» Exercise goal: Reproduce every one of the items below word for word, leaving nothing out and changing nothing.

» Data for this exercise:
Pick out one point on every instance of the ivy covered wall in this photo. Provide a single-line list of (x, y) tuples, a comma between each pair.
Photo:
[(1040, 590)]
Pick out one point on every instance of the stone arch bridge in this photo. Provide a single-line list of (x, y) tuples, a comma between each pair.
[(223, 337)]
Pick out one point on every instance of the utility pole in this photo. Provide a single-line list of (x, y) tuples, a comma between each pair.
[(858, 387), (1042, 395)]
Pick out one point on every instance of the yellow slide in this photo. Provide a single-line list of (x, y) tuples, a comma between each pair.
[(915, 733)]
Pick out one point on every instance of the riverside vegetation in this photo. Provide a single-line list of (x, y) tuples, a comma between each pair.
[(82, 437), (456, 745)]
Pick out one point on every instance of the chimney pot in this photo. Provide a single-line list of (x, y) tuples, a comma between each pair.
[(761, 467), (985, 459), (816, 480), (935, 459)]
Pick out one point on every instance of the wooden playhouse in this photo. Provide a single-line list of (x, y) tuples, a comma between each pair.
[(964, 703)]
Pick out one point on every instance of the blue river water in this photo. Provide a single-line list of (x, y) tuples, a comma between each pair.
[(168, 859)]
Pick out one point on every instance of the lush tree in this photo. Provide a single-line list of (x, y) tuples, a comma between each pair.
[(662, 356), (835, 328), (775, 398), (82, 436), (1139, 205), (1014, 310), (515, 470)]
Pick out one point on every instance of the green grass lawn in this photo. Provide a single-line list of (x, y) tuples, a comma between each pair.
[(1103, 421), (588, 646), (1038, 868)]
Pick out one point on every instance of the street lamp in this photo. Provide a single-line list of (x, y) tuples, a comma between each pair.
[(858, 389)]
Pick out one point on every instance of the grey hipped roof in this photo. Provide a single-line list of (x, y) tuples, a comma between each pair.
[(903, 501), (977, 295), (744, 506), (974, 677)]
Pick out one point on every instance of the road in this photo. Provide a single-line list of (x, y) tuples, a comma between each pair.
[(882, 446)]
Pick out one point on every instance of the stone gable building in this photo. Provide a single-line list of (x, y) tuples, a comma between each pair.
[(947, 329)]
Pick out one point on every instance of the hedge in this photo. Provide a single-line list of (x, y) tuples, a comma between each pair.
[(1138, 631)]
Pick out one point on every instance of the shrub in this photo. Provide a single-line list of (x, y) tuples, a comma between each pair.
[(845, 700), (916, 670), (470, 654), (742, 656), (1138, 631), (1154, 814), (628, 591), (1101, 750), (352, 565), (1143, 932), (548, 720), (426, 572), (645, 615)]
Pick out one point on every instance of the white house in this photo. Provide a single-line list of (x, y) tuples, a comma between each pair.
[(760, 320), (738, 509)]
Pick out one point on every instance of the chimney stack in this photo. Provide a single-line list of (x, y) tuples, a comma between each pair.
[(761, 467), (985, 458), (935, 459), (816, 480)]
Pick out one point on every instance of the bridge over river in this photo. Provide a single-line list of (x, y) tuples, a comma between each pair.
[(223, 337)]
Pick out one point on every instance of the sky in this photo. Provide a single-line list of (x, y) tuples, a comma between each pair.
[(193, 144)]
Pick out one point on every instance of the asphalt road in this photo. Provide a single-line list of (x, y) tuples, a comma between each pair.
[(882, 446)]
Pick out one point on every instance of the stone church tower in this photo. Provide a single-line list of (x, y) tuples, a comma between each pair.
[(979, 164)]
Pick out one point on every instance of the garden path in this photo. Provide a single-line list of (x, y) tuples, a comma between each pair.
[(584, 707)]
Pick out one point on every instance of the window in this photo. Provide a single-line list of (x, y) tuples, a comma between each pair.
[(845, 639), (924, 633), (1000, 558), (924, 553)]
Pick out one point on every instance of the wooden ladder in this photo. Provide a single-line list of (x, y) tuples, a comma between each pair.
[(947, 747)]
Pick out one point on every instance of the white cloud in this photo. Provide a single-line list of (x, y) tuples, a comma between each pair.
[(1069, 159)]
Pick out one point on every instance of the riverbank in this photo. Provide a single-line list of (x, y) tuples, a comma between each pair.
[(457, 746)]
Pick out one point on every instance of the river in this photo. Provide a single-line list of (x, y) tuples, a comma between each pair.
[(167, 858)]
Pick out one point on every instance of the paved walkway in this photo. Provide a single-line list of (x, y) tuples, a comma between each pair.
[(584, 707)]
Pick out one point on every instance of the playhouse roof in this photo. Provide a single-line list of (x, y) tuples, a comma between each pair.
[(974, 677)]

» Exercise result:
Pick out one point on every instance of the ivy covered wall in this photo. Provide a single-line list of (x, y) tuples, a comma between each pair.
Photo:
[(1040, 590)]
Pick out one point on every instance of the stone arch bridge in this photo. Provide a single-line list of (x, y) tuples, a comma between each pair.
[(223, 337)]
Pick out one point on every instance of the utility pole in this photo. Provide a single-line list of (x, y) tuples, a comma between each pair.
[(858, 387), (1042, 395)]
Pick out one point on every instance of the yellow slide in this photo. Provide a single-line list of (x, y) tuples, a comma between each pair.
[(915, 733)]
Pick out one point on every instance of the riverside vegetation in this photo. Provide a single-line list of (x, y) tuples, a comma between each pair.
[(82, 437), (456, 745)]
Pick out one point on every instance of the chimney pot in this photo. Provide a single-line list of (x, y) tuples, a comma between each pair.
[(761, 467), (985, 459), (816, 480), (935, 459)]
Pick out one point on every instance of the wooden playhouse in this photo. Provide a single-line list of (x, y) tuples, a comma between each pair.
[(964, 703)]
Pick out one point on every instance of the blue river water in this photo. Provide a single-line list of (x, y) tuples, a comma between each pair.
[(168, 859)]
Pick out one point on every instance of the lush tree in this photo. Provide a single-line list of (x, y) tuples, a comma between each pair.
[(662, 356), (835, 328), (775, 398), (82, 436), (1139, 205), (1014, 310), (515, 470)]
Pick out one point on every instance of the green grass lawn in this photo. Provide a single-line list of (x, y) tuples, a comma between each pair.
[(1103, 421), (588, 646), (1038, 868)]
Pick out one point on every instance of the street lamp in this photo. Provide a single-line list of (x, y) tuples, a comma between each pair.
[(858, 389)]
Pick out one point on every instance of the grey hipped roof in this photo. Provide a single-line list of (x, y) tuples, a comma between each pair.
[(903, 501), (977, 295), (744, 506), (974, 677)]
Pick out one point on every instance of the road in this photo. Provide a single-line list of (x, y) tuples, a comma between each pair.
[(882, 446)]
Pick out one point on every instance of the stone gable building in this photo. Provide a single-line list of (x, y) tuples, a comma between each pair.
[(947, 329)]
Pick out one point on every instance of the hedge in this photo. Provide a single-line list of (x, y) tuples, a comma between each pair.
[(1138, 631)]
Pick out one point on every instance of the shrub in this photo. Provide a single-line list of (x, y) tuples, a comma between each pair.
[(845, 700), (916, 670), (470, 654), (742, 656), (1138, 631), (1154, 814), (628, 591), (1101, 750), (352, 565), (1143, 932), (548, 720), (426, 572), (645, 615)]
Pick out one point on every instance of the white house in this photo. Provide a single-line list of (x, y) tuples, a comma between each pair.
[(760, 320), (738, 509)]
Pick out one point on every instance of the chimney stack in this photo. Provide a single-line list of (x, y) tuples, a comma between each pair.
[(761, 467), (985, 458), (935, 459), (816, 480)]
Pick out one point on every instance of the bridge over river in this photo. Provide a single-line list of (x, y) tuples, a comma between each pair.
[(223, 337)]
Pick out one point on every instance of the sky in this photo. Provide a single-line list of (x, y) tuples, a comma between each pair.
[(193, 144)]
Pick out one point on every instance of the asphalt road in this photo. Provide a single-line list of (x, y) tuples, a comma between each pair.
[(882, 446)]
Pick out one point on every instance of the stone church tower in this photo. Provide a single-line list of (x, y) tuples, a comma between each pair.
[(979, 164)]
Pick out one point on every instance of the garden path in this photo. Provide a single-line list of (x, y) tuples, a comma between each pair.
[(584, 707)]
Pick out one point on every instance of the window in this photo. Provide a single-line list of (x, y) tuples, a comma between each pair.
[(845, 639), (924, 633), (1000, 558), (924, 553)]
Pick out one point on every instance of the wooden ladder in this photo. Provide a single-line list of (x, y) tuples, a comma between each pair.
[(947, 747)]
Pick out one point on every instance of the white cloud in this photo. Provide a single-line list of (x, y) tuples, a comma between each pair.
[(1069, 159)]
Pick out one point on every instance of the riverbank in this photo. Provide a single-line list of (x, y) tuples, a comma between each pair.
[(457, 746)]
Pick out one point on every instance of the river in this photo. Provide a single-line list of (x, y) tuples, a comma between each pair.
[(167, 858)]
Pick out one point on every instance of the paved walkway in this photo. Provide a single-line list of (x, y) tuples, a comma between each pair.
[(584, 707)]
Pick out one point on every instance of the playhouse roof in this photo. Provide a single-line list of (x, y) tuples, a comma between each pair.
[(974, 677)]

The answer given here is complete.